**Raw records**

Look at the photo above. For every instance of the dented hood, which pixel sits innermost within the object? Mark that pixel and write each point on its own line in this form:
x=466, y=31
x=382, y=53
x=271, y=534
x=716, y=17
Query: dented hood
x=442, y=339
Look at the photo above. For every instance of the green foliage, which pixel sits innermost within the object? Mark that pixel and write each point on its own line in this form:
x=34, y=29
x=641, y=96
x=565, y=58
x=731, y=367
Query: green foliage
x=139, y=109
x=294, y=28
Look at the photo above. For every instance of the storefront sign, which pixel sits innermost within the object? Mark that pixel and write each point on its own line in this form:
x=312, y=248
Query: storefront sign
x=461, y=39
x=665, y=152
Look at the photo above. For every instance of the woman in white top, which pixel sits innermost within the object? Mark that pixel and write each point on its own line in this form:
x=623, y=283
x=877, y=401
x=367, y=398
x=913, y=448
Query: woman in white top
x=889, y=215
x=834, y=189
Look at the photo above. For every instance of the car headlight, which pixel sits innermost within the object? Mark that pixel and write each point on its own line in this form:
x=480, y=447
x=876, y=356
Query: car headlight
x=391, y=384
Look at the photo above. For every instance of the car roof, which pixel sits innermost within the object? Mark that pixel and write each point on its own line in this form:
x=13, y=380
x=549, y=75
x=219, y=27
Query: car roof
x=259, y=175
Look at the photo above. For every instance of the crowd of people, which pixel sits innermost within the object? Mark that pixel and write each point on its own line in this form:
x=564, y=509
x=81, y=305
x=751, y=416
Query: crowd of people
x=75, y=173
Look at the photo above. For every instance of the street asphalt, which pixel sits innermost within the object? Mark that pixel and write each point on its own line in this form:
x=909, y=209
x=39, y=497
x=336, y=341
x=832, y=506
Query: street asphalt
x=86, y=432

**What is expected**
Retype every line of the entries above without any changes.

**Output for this exercise**
Look at the photo above. For every instance of the dented hood, which pixel sits innermost within the object? Mark that pixel and write each point on its own line in this form:
x=466, y=31
x=382, y=53
x=271, y=534
x=716, y=17
Query: dented hood
x=442, y=339
Look at the photo above. For every instance of the green foliage, which pixel sits innermost within the object? Mark that pixel and write each point on its own line in this form:
x=34, y=29
x=641, y=96
x=565, y=58
x=731, y=367
Query: green foliage
x=139, y=109
x=294, y=28
Look at the photo above. For every instance of the storefront sign, which pixel sits innermost within the object? Mark that pixel and write each point on its own line in this form:
x=312, y=248
Query: storefront sign
x=461, y=39
x=665, y=152
Look at the photo above. For every instance of the woman in white top, which pixel sits innermost within the object? Mark that pixel and write each point on its own line in this form:
x=623, y=283
x=877, y=401
x=367, y=398
x=913, y=448
Query: woman in white top
x=889, y=215
x=834, y=189
Look at the photo above. For every instance of the car headlight, which pixel sits innermost within the object? Mark that pixel and write each point on its own line in this form:
x=480, y=447
x=876, y=356
Query: car headlight
x=391, y=384
Look at the photo above. For every instance of the car roof, which pixel sits innermost within the object? Mark that pixel and write each point on its own line in this form:
x=13, y=380
x=549, y=75
x=219, y=27
Query: car roof
x=259, y=175
Look at the photo above. For every instance of the crowd of people, which pixel sits innermost within the object? Mark that pixel and write each point on its own line in this form:
x=564, y=509
x=81, y=305
x=751, y=416
Query: crowd of people
x=75, y=173
Look at the photo above. For every instance of the street asphalt, which pixel sits innermost within the object? Mark that pixel and write each point on its own line in this form:
x=909, y=209
x=39, y=497
x=336, y=341
x=832, y=506
Query: street asphalt
x=86, y=432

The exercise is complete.